▶ Directive
Convert every line of the entries below into a numbered list, leaving out any blank lines.

--- BEGIN Provided records ---

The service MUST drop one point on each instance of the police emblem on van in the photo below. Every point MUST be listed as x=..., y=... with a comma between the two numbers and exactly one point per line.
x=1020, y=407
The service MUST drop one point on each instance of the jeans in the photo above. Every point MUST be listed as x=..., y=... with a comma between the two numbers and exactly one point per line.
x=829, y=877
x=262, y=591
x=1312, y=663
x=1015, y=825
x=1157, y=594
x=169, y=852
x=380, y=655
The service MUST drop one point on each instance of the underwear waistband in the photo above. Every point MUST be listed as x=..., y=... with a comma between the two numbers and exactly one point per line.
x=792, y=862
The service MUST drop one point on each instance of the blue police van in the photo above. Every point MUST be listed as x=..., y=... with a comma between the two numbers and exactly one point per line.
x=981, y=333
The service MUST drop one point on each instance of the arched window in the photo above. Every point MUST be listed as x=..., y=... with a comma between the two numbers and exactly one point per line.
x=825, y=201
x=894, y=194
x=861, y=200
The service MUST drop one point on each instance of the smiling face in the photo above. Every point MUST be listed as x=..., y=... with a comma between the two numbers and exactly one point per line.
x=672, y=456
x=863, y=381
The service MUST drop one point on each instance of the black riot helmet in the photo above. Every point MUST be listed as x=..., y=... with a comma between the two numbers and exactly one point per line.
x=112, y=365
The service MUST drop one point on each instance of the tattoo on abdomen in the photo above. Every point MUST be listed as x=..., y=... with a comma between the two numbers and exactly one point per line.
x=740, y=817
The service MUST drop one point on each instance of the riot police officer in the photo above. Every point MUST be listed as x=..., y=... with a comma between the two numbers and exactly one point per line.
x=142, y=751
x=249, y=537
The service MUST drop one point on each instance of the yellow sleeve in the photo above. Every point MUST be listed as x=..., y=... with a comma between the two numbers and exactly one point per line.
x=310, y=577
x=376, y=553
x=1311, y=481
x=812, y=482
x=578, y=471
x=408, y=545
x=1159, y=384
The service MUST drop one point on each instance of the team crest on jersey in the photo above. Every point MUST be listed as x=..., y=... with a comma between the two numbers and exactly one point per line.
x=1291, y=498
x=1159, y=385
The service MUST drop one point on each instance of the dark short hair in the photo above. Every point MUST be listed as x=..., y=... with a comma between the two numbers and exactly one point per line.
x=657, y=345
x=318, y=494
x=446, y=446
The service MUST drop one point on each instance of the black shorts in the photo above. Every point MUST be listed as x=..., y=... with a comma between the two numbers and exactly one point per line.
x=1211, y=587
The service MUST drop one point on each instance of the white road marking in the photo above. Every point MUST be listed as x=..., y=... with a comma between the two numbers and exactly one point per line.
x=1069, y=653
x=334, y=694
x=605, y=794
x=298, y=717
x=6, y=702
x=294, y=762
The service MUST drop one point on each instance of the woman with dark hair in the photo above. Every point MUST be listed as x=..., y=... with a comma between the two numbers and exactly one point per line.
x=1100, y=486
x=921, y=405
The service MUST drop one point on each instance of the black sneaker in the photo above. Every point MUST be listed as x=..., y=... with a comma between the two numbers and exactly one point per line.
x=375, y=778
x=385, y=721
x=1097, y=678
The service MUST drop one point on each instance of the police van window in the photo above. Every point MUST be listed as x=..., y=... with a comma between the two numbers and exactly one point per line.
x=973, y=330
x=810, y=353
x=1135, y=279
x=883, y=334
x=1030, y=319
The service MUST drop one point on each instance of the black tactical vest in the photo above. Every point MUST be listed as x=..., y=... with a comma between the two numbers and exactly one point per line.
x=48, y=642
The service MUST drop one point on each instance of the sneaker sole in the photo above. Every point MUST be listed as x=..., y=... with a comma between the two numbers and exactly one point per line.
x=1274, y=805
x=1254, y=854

--- END Provided records ---

▶ The output
1. The service MUST drop one point on each instance of the police emblem on van in the photo below. Every point MUST be listed as x=..., y=... with a comma between the two numbers and exactly one point per line.
2. x=1020, y=407
3. The service MUST drop one point on each instance of the jeans in the photo above. Every point MUST be listed as x=..., y=... with a comma between the two numbers and exactly one point per line.
4. x=829, y=877
5. x=262, y=591
6. x=1312, y=663
7. x=1015, y=825
8. x=1157, y=594
9. x=169, y=852
10. x=380, y=655
11. The service MUST drop one point on each instance of the underwear waistband in the photo above. Every point MUST be listed as x=..., y=... with a comma between the two numbers and exactly one point per line.
12. x=792, y=862
13. The service MUST drop one point on each instance of the blue police van in the photo above. Every point MUST be listed as x=..., y=... with a comma between the two numbers and exactly one point per line.
14. x=981, y=333
15. The service MUST drop one point on each instance of the arched window in the photo above. Every point MUST be listed as x=..., y=... with a comma between the two numbers and exactly one point per line.
16. x=825, y=201
17. x=894, y=194
18. x=861, y=200
19. The service MUST drop one point on each instance of the smiling face in the photo above. Every point MUST be listed as x=..., y=... with a comma between the two numbers and exactly one point per line.
20. x=672, y=456
21. x=863, y=381
22. The service MUST drop one point on each instance of the black riot helmet in the photo above. Every point MUST be listed as x=..., y=... with a comma between the two numbers and exactly one point per line.
23. x=112, y=365
24. The service MUST drop one point on each instance of the tattoo on abdomen in the photo above. Every point MUST be listed as x=..., y=... with a comma between the two numbers and exactly one point per line.
25. x=740, y=817
26. The service MUST drop one point on each instance of the riot police officer in the photo above. Every point MUST be listed as x=..., y=... with a comma between the two numbers and exactly one point per line.
27. x=142, y=751
28. x=249, y=537
29. The service MUST drop one point on each instance of the yellow sleeve in the photo above. Every point MUST be listed as x=..., y=... with a comma between the two numbers and exactly one point per line.
30. x=310, y=577
31. x=376, y=553
32. x=1311, y=481
33. x=812, y=482
34. x=578, y=471
35. x=408, y=545
36. x=1159, y=384
37. The service MUST drop one point on each instance of the team crest on jersey in the photo above. Every point MUST be listed as x=..., y=... with a comma between the two numbers and exactly one point per line.
38. x=1291, y=498
39. x=1159, y=385
40. The service MUST drop one point on each instance of the dark short hair in the photo above. Every point MUST be listed as x=..., y=... with a comma between the two numbers and exactly one point per line.
41. x=657, y=345
42. x=318, y=494
43. x=446, y=446
44. The service MUST drop one point on each instance of the black shorts in the photo above. Every point MUST be listed as x=..., y=... with a comma between the two numbers and exactly one point per line.
45. x=1211, y=587
46. The service MUST drop one point on each instance of the white road marking in the photo above. Every point MUST be listed as x=..., y=... with a comma between the two numbers and exactly one point per line.
47. x=1069, y=653
48. x=334, y=694
49. x=605, y=794
50. x=298, y=717
51. x=6, y=702
52. x=294, y=762
53. The service MUST drop one point on each instance of the woman with dark hair in the photo above. Every point MUST be listed as x=..., y=... with a comma between the two numbers and exactly one point per line.
54. x=1100, y=486
55. x=921, y=405
56. The service MUST drop one point on each instance of the black sneaker in the photo above. Every point MUST be listed as x=..., y=... with a comma between the two numbers and exactly one point per line.
57. x=375, y=778
58. x=385, y=721
59. x=1097, y=678
60. The service MUST drop one point on each instance of the police van window in the photo above. Every point MUST be listed as x=..., y=... with a comma between the two numbers and exactly one point per line.
61. x=973, y=330
62. x=810, y=353
63. x=1135, y=279
64. x=883, y=334
65. x=1030, y=319
66. The service MUST drop one point on each instance of the black tactical vest in the photo above. Every point MUST be listed as x=..., y=... with a comma between the two numbers and exactly one point per line.
67. x=48, y=642
68. The service MUST drop one point on each instance of the sneaker sole in the photo above. Every point MUST be listed as x=..., y=... with a comma between the two numbers and exactly one point per line.
69. x=1274, y=805
70. x=1254, y=854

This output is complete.